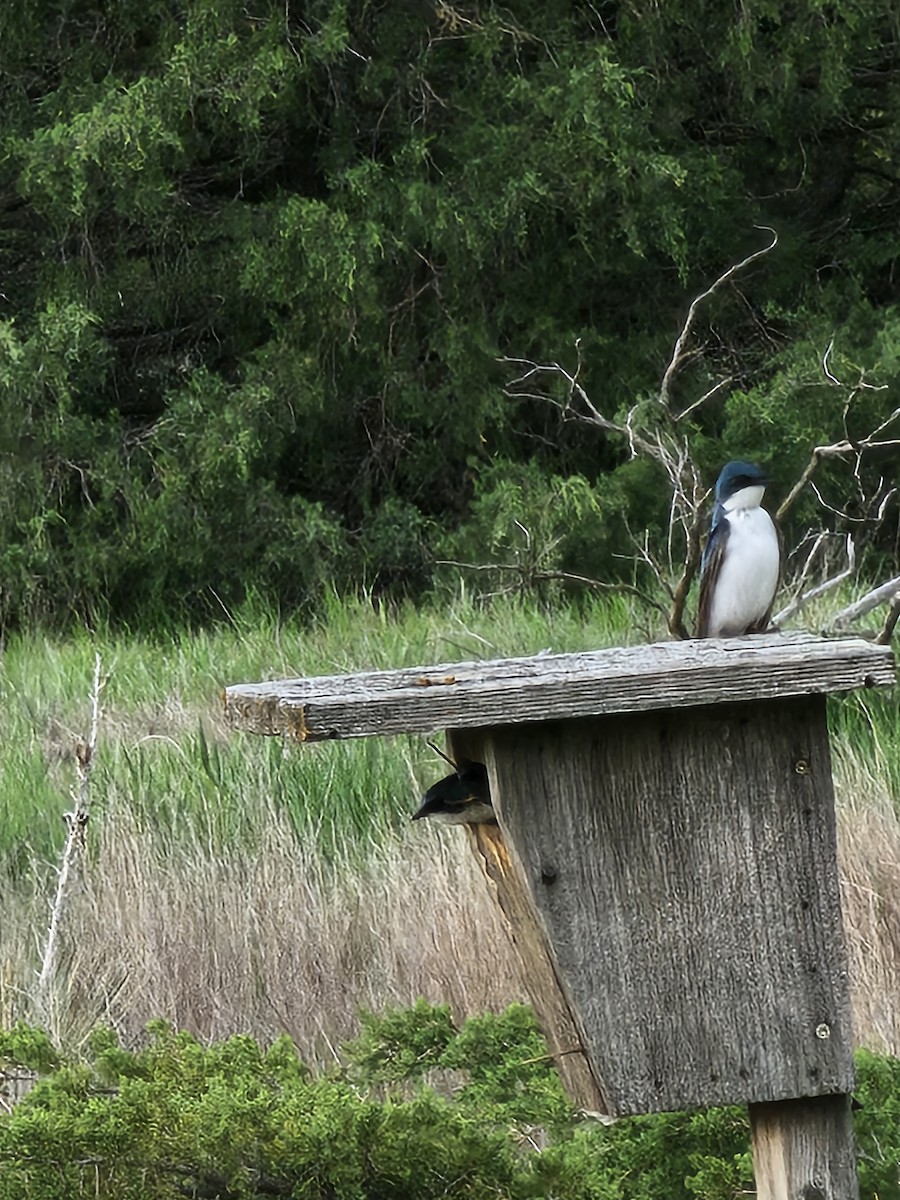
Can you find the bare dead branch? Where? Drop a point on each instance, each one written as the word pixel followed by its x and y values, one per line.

==

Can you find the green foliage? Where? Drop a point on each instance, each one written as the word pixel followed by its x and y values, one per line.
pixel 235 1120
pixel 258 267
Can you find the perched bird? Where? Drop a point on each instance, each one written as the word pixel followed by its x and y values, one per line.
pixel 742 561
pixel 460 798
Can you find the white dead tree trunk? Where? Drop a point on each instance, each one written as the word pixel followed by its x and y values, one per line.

--

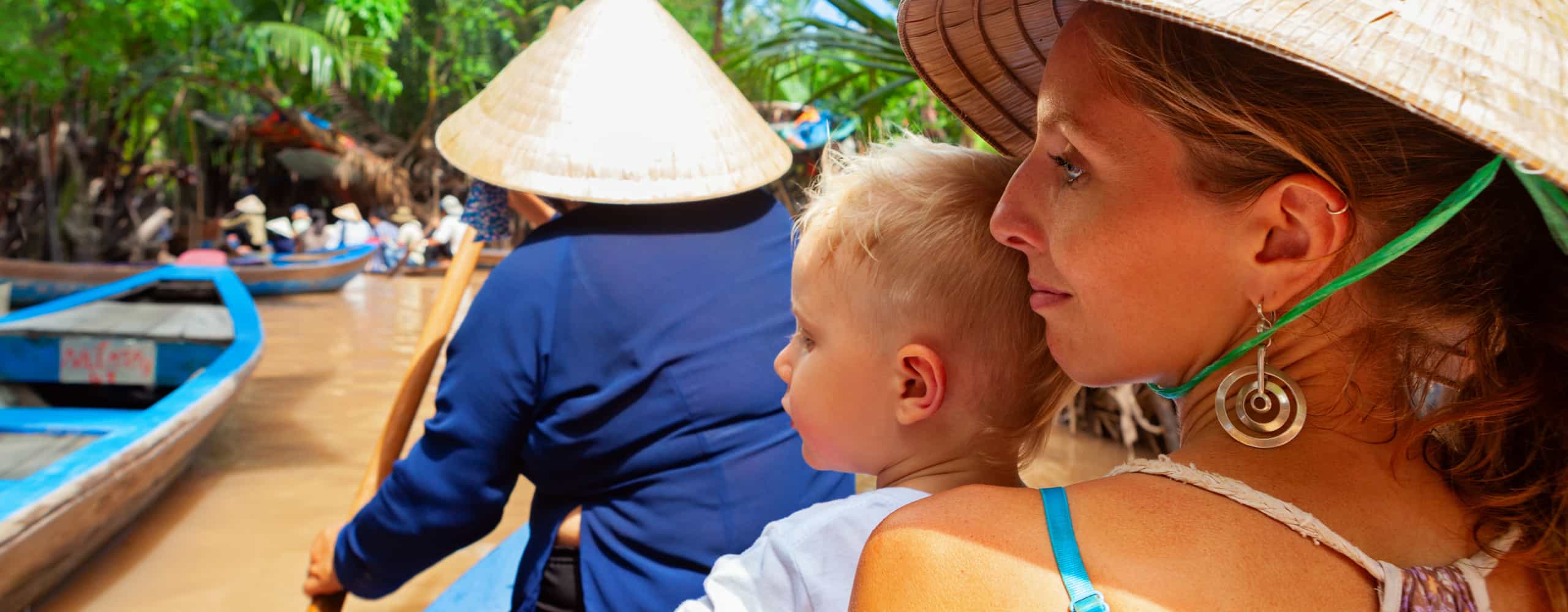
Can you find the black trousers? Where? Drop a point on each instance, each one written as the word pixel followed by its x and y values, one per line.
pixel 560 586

=== Work instruction ===
Report, for the data above, every line in which the string "dead" appears.

=== Solution for this problem ===
Can you find the bare dead branch? Where? Drop a point on each instance, each one written as the word pixel followed by its x and y values, one per line.
Can you find the white dead tree trunk? Where? Drop a point on each instance, each one written as the word pixel followed by its x and y values, one per line.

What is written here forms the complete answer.